▸ **ACTIVITY**: The entries below are to be repeated exactly, with the pictures left out.

Saved entries
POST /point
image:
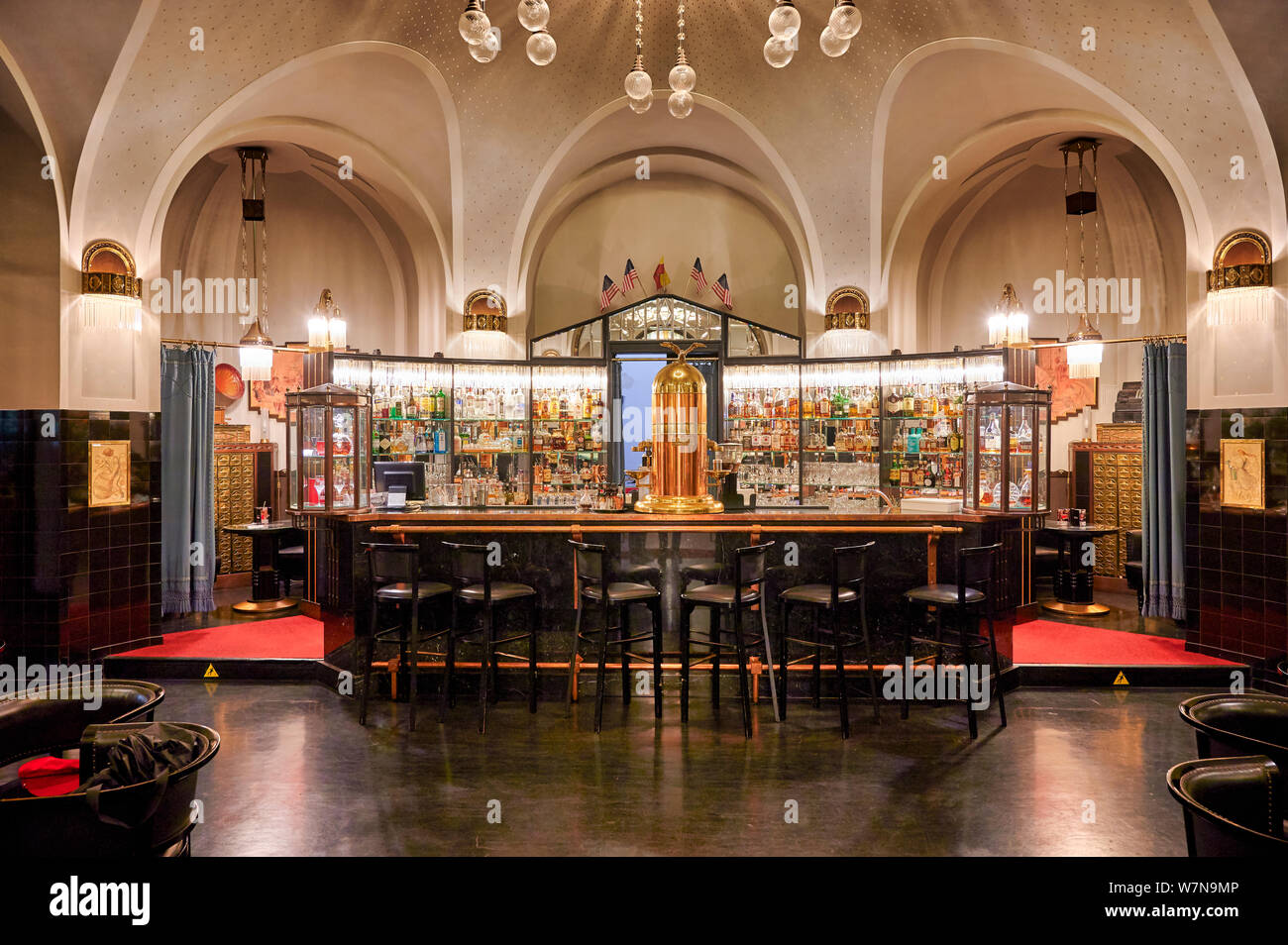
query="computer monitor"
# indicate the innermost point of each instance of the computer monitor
(408, 476)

▸ **TASK OUTPUT**:
POST /point
image:
query="computer monitor"
# indicate the innermost point of each instance of the computer monitor
(408, 476)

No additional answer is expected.